§ TEXT BLOCK:
And as hard you two may try, you just can't understand each other's words.

Apparently, this "language barrier" can also exist with the people we love most.

"Na-realize na minsan, 'pag iba ang sinasabi ng partner, tapos iba yung expectation nung partner, nagkakaroon ng hidwaan," AMD Love Consultants Relationship Expert Aiza Caparas-Tabayoyong told CNN Philippines "Newsroom Ngayon" on Monday.

[Translation: They realized that sometimes, when a partner says something, but the other partner has a different expectation, conflict arises.]

"Ito yung pinag-aralan ni Gary Chapman sa States among couples na meron pala tayong kanya-kanyang paraan ng pagpapakita ng pagmamahal sa ating mga partners, sa ating mga kamag-anak, sa ating mga anak," she added.

[Translation: This is what Gary Chapman studied in the United States among couples, such that they have different ways of expressing love for their partners, their family and their children.]

 

Gary Chapman, a U.S-based pastor who studied anthropology and philosophy, identified "The Five Love Languages," which include:

  1. Words of Affirmation — verbal or written words of appreciation or praise
  2. Acts of Service — taking the initiative to help others
  3. Receiving Gifts — giving thoughtful material things
  4. Quality Time — dedicating time to someone you love, without distractions
  5. Physical Touch — physical contact like holding hands, hugging, kissing, sex

Chapman said although all people communicate their love using these languages, a person primarily speaks one love language.

Acquiring love languages

Caparas-Tabayoyong said most people don't speak the same love language.

"Pwedeng growing up, diyan ka nakasanayan," she said. "'Yan yung ginagawa ng magulang mo sa iyo, so 'yun yung naiintindihan mo. Kumbaga, ang salita niyo sa bahay Cebuano, you grow up expecting sasabihan ka "I love you," Cebuano. 'Pag bigla kang sinabihan ng Nihonggo, 'di mo maiintindihan."

[Translation: It could be that growing up, that is the language that you were used to. That was the language that your parents taught you, so that's what you understand. In other words, if you speak Cebuano at home, you grow up expecting people to say "I love you" in Cebuano. So if someone suddenly speaks to you in Japanese, you won't understand.]

Caparas-Tabayoyong also said people may acquire a love language because they were deprived of it.

"'Pag nakuha nila sa iba, "Ay, ang lakas ng dating," she said. "Mas nagugustuhan nila. Mas meron silang magnetism dun sa pagpapakita ng pagmamahal na ganun."

[Translation: If they get it from somebody else, they say, "What an impact." They prefer it. They have greater magnetism for those who express love in that way.]

Learning each other's language

Caparas-Tabayoyong said good relationships are about give and take, including striving to understand each other's love languages.

§ Location annotation dataset excerpts:

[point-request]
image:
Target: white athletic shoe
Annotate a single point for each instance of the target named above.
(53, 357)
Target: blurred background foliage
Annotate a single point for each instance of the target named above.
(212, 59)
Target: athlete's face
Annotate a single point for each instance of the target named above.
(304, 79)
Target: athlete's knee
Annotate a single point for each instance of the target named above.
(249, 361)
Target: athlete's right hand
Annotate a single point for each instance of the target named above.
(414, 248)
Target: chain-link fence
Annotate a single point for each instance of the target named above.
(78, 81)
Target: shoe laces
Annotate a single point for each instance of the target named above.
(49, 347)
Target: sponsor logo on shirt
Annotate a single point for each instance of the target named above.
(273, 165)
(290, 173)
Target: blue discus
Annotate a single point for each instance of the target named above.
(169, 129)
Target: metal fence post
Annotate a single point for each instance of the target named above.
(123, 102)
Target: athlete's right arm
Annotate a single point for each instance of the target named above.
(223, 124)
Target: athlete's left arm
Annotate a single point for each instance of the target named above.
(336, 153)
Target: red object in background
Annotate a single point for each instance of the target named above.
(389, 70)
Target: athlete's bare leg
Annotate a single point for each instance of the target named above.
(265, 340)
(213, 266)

--

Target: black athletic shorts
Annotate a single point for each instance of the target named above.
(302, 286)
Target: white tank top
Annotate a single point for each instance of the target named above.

...

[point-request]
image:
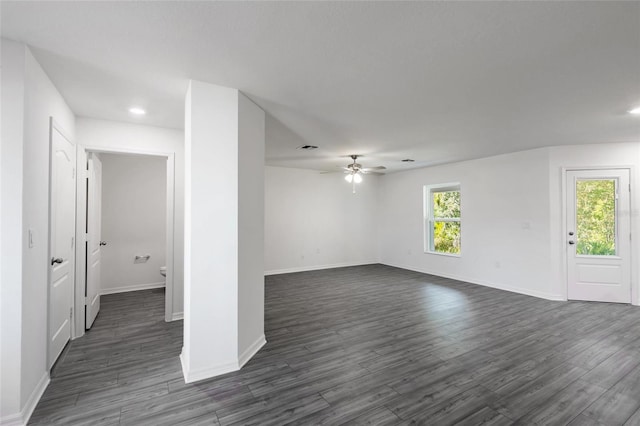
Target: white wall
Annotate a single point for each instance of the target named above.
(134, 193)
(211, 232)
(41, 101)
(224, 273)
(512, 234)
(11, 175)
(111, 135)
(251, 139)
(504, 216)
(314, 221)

§ GIVEN REQUEST 1: According to the text on love languages, what subjects did Gary Chapman study?
§ GIVEN REQUEST 2: Retype the stretch of the love languages text from "Caparas-Tabayoyong said most" through "deprived of it.".
The items have no connection to the text on love languages.

§ WRITTEN REPLY 1: Anthropology and philosophy.

§ WRITTEN REPLY 2:
Caparas-Tabayoyong said most people don't speak the same love language.

"Pwedeng growing up, diyan ka nakasanayan," she said. "'Yan yung ginagawa ng magulang mo sa iyo, so 'yun yung naiintindihan mo. Kumbaga, ang salita niyo sa bahay Cebuano, you grow up expecting sasabihan ka "I love you," Cebuano. 'Pag bigla kang sinabihan ng Nihonggo, 'di mo maiintindihan."

[Translation: It could be that growing up, that is the language that you were used to. That was the language that your parents taught you, so that's what you understand. In other words, if you speak Cebuano at home, you grow up expecting people to say "I love you" in Cebuano. So if someone suddenly speaks to you in Japanese, you won't understand.]

Caparas-Tabayoyong also said people may acquire a love language because they were deprived of it.